___ Extracted text ___

I am looking at a case where the taxpayer was using Cesarini
to argue her position.
COMMENT: Cesarini is one of my favorite tax decisions and a big reason this case caught my eye. The family purchased a piano at auction for $15. Seven years later – while cleaning the piano – they discovered approximately $4,500 in currency. The tax case addressed when the $4,500 was taxable – when they bought the piano, when they found the money, or some other date. It also introduced us to the “treasure trove” doctrine, addressing – not surprisingly – when finding a treasure is taxable.
COMMENT: $4,500 does not strike as that much money in 2025. Cesarini however was decided in 1964, when median U.S. household income was about $6,000. We probably would agree that finding 75% of your annual household income by fluke could be described as a treasure trove.
Let’s introduce Corri Fiege, who worked in Alaska for
a U.S. subsidiary of an Australian corporation. She participated in a performance
rights plan and was granted 60,000 unvested rights in parent company stock. The
rights vested over three years, and she received 20,000 shares on each of July
31, 2011, 2012 and 2013.
There of course was tax involved. She had the company sell
1/3 of the stock and send the cash as federal tax withholding. She owed tax. She
paid tax. There was no problem with these years.
In 2013 she received a fresh tranche of rights - 400,000
rights vesting over the four-years ending December 21, 2013, 2014, 2015 and
2016.
This time the grant was a handcuff. The parent company
was in financial distress and was firing people left and right. However, they wanted
to keep Corri - that is, until they let her go on November 24, 2014.
Vesting did not happen until December 21. She wasn’t
going to make it.
But the company did something unexpected: it
transferred 100,000 shares of stock into her Charles Schwab account. She
assumed they made a mistake, and she was required by plan terms to report if there
was a mistake. She called someone in Brisbane, Australia; that person had left.
She called another in Houston, Texas. That person had left too. She gave up
trying to report the matter to the company.

___ Given data ___

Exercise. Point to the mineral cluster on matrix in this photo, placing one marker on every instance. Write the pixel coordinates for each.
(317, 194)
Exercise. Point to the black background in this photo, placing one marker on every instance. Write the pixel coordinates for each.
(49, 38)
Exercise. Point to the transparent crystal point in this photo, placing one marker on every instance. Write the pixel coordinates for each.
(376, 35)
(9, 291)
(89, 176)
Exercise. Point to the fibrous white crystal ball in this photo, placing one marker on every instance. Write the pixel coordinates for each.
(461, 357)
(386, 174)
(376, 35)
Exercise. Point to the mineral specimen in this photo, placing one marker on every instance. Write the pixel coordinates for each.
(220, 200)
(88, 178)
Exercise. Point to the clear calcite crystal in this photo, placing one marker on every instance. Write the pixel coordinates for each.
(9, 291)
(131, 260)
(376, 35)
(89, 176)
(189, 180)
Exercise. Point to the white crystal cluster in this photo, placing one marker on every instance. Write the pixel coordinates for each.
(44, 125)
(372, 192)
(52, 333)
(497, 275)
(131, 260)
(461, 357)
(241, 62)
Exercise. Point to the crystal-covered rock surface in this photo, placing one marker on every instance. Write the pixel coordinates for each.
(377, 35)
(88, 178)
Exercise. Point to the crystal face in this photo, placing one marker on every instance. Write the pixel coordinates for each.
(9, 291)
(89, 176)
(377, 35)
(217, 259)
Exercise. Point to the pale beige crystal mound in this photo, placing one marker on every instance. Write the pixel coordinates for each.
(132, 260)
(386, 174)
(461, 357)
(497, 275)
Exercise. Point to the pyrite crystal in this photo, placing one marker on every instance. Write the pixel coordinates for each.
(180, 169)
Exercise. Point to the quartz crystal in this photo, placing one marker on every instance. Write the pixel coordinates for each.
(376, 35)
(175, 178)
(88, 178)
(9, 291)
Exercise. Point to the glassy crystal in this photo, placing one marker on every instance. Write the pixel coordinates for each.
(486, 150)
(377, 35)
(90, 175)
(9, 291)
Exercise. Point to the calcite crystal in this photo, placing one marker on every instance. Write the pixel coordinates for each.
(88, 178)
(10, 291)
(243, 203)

___

> _Exercise instructions_
Retype the tax post about Corri Fiege's stock rights in full, word for word, from its first line to its last.

> _Exercise result_
I am looking at a case where the taxpayer was using Cesarini
to argue her position.
COMMENT: Cesarini is one of my favorite tax decisions and a big reason this case caught my eye. The family purchased a piano at auction for $15. Seven years later – while cleaning the piano – they discovered approximately $4,500 in currency. The tax case addressed when the $4,500 was taxable – when they bought the piano, when they found the money, or some other date. It also introduced us to the “treasure trove” doctrine, addressing – not surprisingly – when finding a treasure is taxable.
COMMENT: $4,500 does not strike as that much money in 2025. Cesarini however was decided in 1964, when median U.S. household income was about $6,000. We probably would agree that finding 75% of your annual household income by fluke could be described as a treasure trove.
Let’s introduce Corri Fiege, who worked in Alaska for
a U.S. subsidiary of an Australian corporation. She participated in a performance
rights plan and was granted 60,000 unvested rights in parent company stock. The
rights vested over three years, and she received 20,000 shares on each of July
31, 2011, 2012 and 2013.
There of course was tax involved. She had the company sell
1/3 of the stock and send the cash as federal tax withholding. She owed tax. She
paid tax. There was no problem with these years.
In 2013 she received a fresh tranche of rights - 400,000
rights vesting over the four-years ending December 21, 2013, 2014, 2015 and
2016.
This time the grant was a handcuff. The parent company
was in financial distress and was firing people left and right. However, they wanted
to keep Corri - that is, until they let her go on November 24, 2014.
Vesting did not happen until December 21. She wasn’t
going to make it.
But the company did something unexpected: it
transferred 100,000 shares of stock into her Charles Schwab account. She
assumed they made a mistake, and she was required by plan terms to report if there
was a mistake. She called someone in Brisbane, Australia; that person had left.
She called another in Houston, Texas. That person had left too. She gave up
trying to report the matter to the company.